start Entries provided

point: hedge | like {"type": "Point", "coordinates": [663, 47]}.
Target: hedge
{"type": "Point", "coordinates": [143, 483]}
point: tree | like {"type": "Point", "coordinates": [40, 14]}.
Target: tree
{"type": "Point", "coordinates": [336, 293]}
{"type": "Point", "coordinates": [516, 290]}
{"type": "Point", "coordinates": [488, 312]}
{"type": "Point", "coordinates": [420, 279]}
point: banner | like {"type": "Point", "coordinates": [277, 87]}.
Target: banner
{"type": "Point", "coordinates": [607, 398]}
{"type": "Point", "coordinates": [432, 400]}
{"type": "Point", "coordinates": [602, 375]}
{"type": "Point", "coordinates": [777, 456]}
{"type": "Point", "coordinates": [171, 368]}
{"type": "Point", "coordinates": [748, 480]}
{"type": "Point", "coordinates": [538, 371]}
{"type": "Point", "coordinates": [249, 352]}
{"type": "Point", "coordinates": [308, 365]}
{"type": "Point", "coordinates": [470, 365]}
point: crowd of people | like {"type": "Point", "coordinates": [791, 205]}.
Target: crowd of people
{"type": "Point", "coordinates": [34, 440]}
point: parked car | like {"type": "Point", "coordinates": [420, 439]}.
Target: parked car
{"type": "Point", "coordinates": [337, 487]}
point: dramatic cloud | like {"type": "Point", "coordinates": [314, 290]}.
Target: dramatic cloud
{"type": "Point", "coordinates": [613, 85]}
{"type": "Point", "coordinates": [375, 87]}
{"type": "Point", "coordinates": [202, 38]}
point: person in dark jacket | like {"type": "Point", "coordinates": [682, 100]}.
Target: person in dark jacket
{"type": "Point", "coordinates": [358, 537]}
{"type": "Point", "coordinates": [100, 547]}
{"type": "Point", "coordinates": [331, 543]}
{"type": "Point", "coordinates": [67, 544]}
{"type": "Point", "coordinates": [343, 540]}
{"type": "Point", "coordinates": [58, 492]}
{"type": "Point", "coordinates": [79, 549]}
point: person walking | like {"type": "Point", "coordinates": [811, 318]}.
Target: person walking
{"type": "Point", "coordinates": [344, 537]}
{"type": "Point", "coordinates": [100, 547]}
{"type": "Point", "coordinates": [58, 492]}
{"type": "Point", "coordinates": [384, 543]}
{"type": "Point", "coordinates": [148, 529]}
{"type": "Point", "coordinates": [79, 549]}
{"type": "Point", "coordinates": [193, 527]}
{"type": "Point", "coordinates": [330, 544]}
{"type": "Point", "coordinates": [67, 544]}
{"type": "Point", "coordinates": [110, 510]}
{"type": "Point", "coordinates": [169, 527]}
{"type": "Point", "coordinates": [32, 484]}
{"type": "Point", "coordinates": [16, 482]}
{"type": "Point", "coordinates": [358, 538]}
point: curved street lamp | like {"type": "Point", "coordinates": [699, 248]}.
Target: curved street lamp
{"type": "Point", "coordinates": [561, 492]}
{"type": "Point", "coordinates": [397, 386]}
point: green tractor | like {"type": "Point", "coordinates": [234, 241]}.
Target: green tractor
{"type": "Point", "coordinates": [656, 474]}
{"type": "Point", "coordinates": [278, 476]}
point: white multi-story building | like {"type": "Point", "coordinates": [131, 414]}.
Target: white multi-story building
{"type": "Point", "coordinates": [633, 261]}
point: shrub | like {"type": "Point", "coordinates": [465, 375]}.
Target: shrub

end Entries provided

◆ **What needs to be done**
Copy out the whole listing above, swapping every "dramatic cloud" for "storm cloud" and leaving everything else as it is.

◆ **Correct answer**
point: hedge | like {"type": "Point", "coordinates": [663, 47]}.
Target: hedge
{"type": "Point", "coordinates": [143, 483]}
point: tree | like {"type": "Point", "coordinates": [40, 14]}.
Target: tree
{"type": "Point", "coordinates": [336, 293]}
{"type": "Point", "coordinates": [516, 290]}
{"type": "Point", "coordinates": [488, 312]}
{"type": "Point", "coordinates": [420, 279]}
point: banner | like {"type": "Point", "coordinates": [277, 87]}.
Target: banner
{"type": "Point", "coordinates": [607, 398]}
{"type": "Point", "coordinates": [432, 400]}
{"type": "Point", "coordinates": [602, 375]}
{"type": "Point", "coordinates": [777, 456]}
{"type": "Point", "coordinates": [171, 368]}
{"type": "Point", "coordinates": [748, 480]}
{"type": "Point", "coordinates": [538, 371]}
{"type": "Point", "coordinates": [249, 352]}
{"type": "Point", "coordinates": [308, 365]}
{"type": "Point", "coordinates": [470, 365]}
point: crowd of people | like {"type": "Point", "coordinates": [791, 205]}.
Target: crowd of people
{"type": "Point", "coordinates": [34, 440]}
point: parked car | like {"type": "Point", "coordinates": [420, 439]}.
Target: parked car
{"type": "Point", "coordinates": [337, 487]}
point: storm cloud | like {"type": "Point", "coordinates": [314, 290]}.
Target: storm cloud
{"type": "Point", "coordinates": [613, 85]}
{"type": "Point", "coordinates": [375, 87]}
{"type": "Point", "coordinates": [202, 38]}
point: person in dark jacket | like {"type": "Point", "coordinates": [682, 100]}.
Target: person in dark jacket
{"type": "Point", "coordinates": [358, 537]}
{"type": "Point", "coordinates": [100, 547]}
{"type": "Point", "coordinates": [331, 543]}
{"type": "Point", "coordinates": [67, 544]}
{"type": "Point", "coordinates": [343, 540]}
{"type": "Point", "coordinates": [58, 492]}
{"type": "Point", "coordinates": [79, 549]}
point: person walking | like {"type": "Point", "coordinates": [811, 318]}.
Target: person walking
{"type": "Point", "coordinates": [344, 537]}
{"type": "Point", "coordinates": [100, 547]}
{"type": "Point", "coordinates": [58, 492]}
{"type": "Point", "coordinates": [384, 543]}
{"type": "Point", "coordinates": [148, 529]}
{"type": "Point", "coordinates": [79, 549]}
{"type": "Point", "coordinates": [193, 527]}
{"type": "Point", "coordinates": [330, 544]}
{"type": "Point", "coordinates": [67, 544]}
{"type": "Point", "coordinates": [110, 510]}
{"type": "Point", "coordinates": [169, 527]}
{"type": "Point", "coordinates": [32, 484]}
{"type": "Point", "coordinates": [16, 482]}
{"type": "Point", "coordinates": [358, 538]}
point: curved street lamp | like {"type": "Point", "coordinates": [699, 248]}.
Target: curved street lamp
{"type": "Point", "coordinates": [561, 492]}
{"type": "Point", "coordinates": [397, 386]}
point: green tractor | like {"type": "Point", "coordinates": [234, 241]}.
Target: green tractor
{"type": "Point", "coordinates": [656, 474]}
{"type": "Point", "coordinates": [278, 476]}
point: white multi-story building | like {"type": "Point", "coordinates": [131, 414]}.
Target: white multi-story building
{"type": "Point", "coordinates": [633, 261]}
point: shrub | like {"type": "Point", "coordinates": [465, 375]}.
Target: shrub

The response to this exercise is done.